◆ ACTION ITEM
Please return each record below exactly, with nothing left out.

(Records from a data source)
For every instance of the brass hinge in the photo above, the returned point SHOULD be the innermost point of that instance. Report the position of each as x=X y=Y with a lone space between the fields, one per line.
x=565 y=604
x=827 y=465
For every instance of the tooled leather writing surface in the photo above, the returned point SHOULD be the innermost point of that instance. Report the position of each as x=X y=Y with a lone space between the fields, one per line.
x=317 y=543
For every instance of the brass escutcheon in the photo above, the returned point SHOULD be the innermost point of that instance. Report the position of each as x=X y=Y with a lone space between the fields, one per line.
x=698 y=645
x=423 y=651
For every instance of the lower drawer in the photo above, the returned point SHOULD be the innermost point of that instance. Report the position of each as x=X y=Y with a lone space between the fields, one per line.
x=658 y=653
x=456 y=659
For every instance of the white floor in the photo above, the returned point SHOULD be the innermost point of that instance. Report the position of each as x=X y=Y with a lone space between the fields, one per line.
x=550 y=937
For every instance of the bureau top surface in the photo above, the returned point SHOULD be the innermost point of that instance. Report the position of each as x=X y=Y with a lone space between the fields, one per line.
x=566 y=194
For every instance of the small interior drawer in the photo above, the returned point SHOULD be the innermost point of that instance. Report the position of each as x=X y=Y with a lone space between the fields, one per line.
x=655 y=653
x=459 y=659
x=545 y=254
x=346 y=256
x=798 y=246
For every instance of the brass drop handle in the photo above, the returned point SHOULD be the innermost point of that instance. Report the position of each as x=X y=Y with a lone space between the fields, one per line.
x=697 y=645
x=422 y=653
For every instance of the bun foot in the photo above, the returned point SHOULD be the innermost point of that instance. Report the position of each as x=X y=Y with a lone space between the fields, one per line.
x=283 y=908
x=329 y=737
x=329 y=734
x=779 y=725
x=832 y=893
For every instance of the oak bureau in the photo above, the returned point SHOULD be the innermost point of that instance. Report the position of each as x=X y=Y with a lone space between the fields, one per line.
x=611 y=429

◆ SOLUTION BELOW
For every instance of the brass hinge in the photo above, the returned point SHOULD be the innermost point of that instance. Report the position of each as x=X y=Y with a lone space between the fields, one per line.
x=565 y=604
x=827 y=465
For every instance of the tooled leather writing surface in the photo above, the returned point SHOULD be the innermost point of that instance. Report the position of each as x=X y=Y with a lone space between the fields, one per line.
x=317 y=543
For every instance of the brass escutcheon in the photo above, the returned point SHOULD be the innermost point of that instance. Report the position of each as x=X y=Y with a lone space between the fields, one per line.
x=698 y=645
x=423 y=651
For every instance of the lower drawer in the photo above, the returned point SHOULD be the innermost point of that instance. Report the position of each as x=X y=Y with a lone space between the fields, one per line.
x=658 y=653
x=456 y=659
For every instance of the white floor in the photo above, the returned point SHOULD be the innermost point of that instance. Report the position of each as x=X y=Y with a lone space between the fields, one per line.
x=550 y=937
For every instance of the bureau top surface in the photo above, the returned point SHOULD be the innermost point of that instance. Report the position of each as x=X y=Y with a lone space between the fields, one per line.
x=566 y=194
For every instance of the small interior drawer in the photo above, the returned point SHOULD be the innermost point of that instance. Report the position of each as x=X y=Y with a lone space between the fields, one per line.
x=655 y=653
x=459 y=659
x=545 y=254
x=346 y=256
x=798 y=246
For every instance of the brass drop handle in the photo above, the returned point SHOULD be the innermost point of that instance. Report the position of each as x=X y=Y with a lone space between the fields, one per line.
x=697 y=645
x=422 y=653
For every instance of the bun foot in the photo above, the returned point SHOULD be the innermost point of that instance. Report the position of each as x=X y=Y with a lone space between the fields, one per line.
x=283 y=908
x=329 y=737
x=329 y=734
x=779 y=725
x=832 y=893
For every instance of the oak bureau in the photo above, the returned point SHOULD be the innermost point of that instance. Report the position of each as x=X y=Y with a lone space between the fields, one per line.
x=611 y=429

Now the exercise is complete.